• **DIRECTIONS FOR THIS TASK**
Every line from the line containing "frieze, then give the position of each instance." through the final line below must be returned exactly, and no other line.

• **MATERIAL FOR THIS EXERCISE**
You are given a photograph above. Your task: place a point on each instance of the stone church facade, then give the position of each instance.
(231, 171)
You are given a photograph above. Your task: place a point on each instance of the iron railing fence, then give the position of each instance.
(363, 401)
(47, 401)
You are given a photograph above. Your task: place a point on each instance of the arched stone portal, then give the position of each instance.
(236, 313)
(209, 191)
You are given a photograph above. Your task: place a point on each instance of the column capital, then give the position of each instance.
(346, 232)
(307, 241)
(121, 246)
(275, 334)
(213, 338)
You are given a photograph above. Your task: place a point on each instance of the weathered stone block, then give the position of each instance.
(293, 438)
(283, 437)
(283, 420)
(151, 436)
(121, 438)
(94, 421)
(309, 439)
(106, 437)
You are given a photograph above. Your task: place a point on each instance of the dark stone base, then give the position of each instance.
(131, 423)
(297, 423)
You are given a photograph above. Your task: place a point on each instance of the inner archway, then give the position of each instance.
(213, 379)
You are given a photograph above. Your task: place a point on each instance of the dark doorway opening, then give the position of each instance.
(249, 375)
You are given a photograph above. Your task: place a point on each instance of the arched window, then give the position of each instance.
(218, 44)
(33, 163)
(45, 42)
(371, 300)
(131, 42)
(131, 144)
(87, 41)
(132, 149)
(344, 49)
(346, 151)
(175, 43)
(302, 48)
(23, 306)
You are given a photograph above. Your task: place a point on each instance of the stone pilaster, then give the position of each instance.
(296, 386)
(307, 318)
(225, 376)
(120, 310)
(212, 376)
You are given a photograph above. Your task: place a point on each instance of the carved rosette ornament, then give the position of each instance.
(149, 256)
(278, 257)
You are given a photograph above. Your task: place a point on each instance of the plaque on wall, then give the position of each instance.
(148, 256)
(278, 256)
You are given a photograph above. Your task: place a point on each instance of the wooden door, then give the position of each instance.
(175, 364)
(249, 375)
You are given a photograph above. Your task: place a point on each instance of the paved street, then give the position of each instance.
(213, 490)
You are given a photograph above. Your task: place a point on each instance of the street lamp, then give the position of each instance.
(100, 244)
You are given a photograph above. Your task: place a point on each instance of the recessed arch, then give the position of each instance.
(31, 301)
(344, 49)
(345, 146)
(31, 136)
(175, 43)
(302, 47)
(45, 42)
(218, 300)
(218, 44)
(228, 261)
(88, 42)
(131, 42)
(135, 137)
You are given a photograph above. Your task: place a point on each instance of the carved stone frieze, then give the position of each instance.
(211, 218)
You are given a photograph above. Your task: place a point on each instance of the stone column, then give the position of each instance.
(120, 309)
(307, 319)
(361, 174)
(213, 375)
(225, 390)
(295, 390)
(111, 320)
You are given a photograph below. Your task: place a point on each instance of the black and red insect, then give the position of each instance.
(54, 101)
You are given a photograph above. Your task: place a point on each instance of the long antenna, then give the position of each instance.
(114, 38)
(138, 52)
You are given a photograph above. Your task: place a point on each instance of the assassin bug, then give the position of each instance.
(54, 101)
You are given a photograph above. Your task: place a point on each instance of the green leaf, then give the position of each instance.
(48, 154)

• **TASK RESPONSE**
You are given a photograph above. Your task: place a point on each instance of the carved stone frieze, then give the position of each instance.
(211, 218)
You are given a photograph above. Your task: place a point on each instance of the stone column, then give the position of each instance.
(120, 309)
(307, 319)
(361, 174)
(213, 375)
(225, 390)
(295, 390)
(111, 320)
You are given a photograph below. Your task: place a point on each instance of the black and red insect, then give the position of each instance.
(54, 101)
You are given a photograph above. Your task: place a point on each instance of the long antenna, then give the position of each instance.
(114, 38)
(138, 52)
You are given a photograph above. Your task: place a point on each instance of the assassin bug, then give the position of each instance.
(54, 101)
You are given a photograph above. Your task: place a point on each instance of the green leaf, then give the position of each instance.
(48, 154)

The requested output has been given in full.